◆ TASK GOAL
Only an exact reprint of all the data is acceptable.

◆ DATA IN THIS EXERCISE

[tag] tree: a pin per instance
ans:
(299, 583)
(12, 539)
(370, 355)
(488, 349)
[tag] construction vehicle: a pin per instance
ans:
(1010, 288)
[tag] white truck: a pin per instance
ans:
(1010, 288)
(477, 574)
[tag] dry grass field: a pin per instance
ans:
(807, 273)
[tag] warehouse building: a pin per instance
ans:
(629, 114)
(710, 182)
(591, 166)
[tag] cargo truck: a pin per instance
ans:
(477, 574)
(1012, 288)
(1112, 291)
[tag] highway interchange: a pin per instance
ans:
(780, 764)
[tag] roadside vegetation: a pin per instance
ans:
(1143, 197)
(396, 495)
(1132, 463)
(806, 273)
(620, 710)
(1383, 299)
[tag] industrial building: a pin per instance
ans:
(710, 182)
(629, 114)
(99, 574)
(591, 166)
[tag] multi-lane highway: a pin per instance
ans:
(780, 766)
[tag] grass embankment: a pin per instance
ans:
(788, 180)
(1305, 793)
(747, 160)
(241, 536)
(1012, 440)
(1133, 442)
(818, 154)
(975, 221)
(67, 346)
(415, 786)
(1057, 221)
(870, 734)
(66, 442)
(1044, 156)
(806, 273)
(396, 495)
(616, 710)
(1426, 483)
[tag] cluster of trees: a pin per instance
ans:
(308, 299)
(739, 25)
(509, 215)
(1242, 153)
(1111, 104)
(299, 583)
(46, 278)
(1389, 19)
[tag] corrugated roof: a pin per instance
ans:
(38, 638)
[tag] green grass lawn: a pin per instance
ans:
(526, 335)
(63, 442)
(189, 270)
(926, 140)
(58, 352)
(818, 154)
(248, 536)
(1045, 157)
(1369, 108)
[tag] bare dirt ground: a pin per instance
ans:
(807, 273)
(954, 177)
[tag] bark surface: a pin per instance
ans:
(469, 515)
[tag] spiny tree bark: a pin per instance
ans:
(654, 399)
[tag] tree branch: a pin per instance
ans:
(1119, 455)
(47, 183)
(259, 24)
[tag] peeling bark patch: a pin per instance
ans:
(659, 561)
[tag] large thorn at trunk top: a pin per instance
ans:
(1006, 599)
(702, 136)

◆ ANSWER
[tag] tree: a pin per instance
ans:
(299, 583)
(12, 539)
(370, 355)
(488, 349)
[tag] construction vehicle: a pin per instance
ans:
(1010, 288)
[tag] white truck: a pin per instance
ans:
(1010, 288)
(477, 574)
[tag] dry grass field: a pin per instance
ans:
(807, 273)
[tag] warehouse building: a pin per instance
ans:
(629, 114)
(710, 182)
(591, 166)
[tag] cargo truck: a pin per instance
ans:
(477, 574)
(1012, 288)
(1112, 291)
[tag] highway interchange: a pin per instance
ans:
(780, 764)
[tag] roadside vegetation: a pin per instance
ans:
(1143, 197)
(396, 495)
(1132, 463)
(806, 273)
(620, 710)
(1383, 299)
[tag] industrial building: a pin per instance
ans:
(710, 182)
(629, 114)
(99, 574)
(591, 166)
[tag] multi-lane highway: a pin per instance
ans:
(780, 766)
[tag] grass embankment: a pin per instance
ans:
(788, 180)
(1305, 793)
(747, 160)
(241, 536)
(1012, 440)
(1133, 442)
(818, 154)
(975, 221)
(67, 346)
(415, 786)
(1057, 221)
(870, 734)
(66, 442)
(1044, 156)
(806, 273)
(396, 495)
(616, 710)
(1426, 483)
[tag] cluster of trees: a pin per instance
ans:
(308, 299)
(739, 25)
(509, 215)
(1242, 153)
(1111, 104)
(299, 583)
(46, 278)
(1389, 19)
[tag] corrugated roof: a pin per instance
ans:
(38, 638)
[tag] green grass lawn: a pin per instance
ans:
(526, 335)
(63, 442)
(189, 270)
(926, 140)
(58, 352)
(818, 154)
(248, 536)
(1045, 157)
(1369, 108)
[tag] bare dirt ground: a pin per instance
ans:
(807, 273)
(954, 177)
[tag] bark surface: a pin per instance
ans:
(469, 515)
[tag] spiny tree bark: a pin per instance
ans:
(654, 399)
[tag] tree branch: a pin per instance
ans:
(1119, 455)
(47, 183)
(259, 24)
[tag] peeling bark patch: a pin per instance
ans:
(659, 561)
[tag] large thorn at trunk top: a pin per instance
ans:
(1006, 599)
(702, 136)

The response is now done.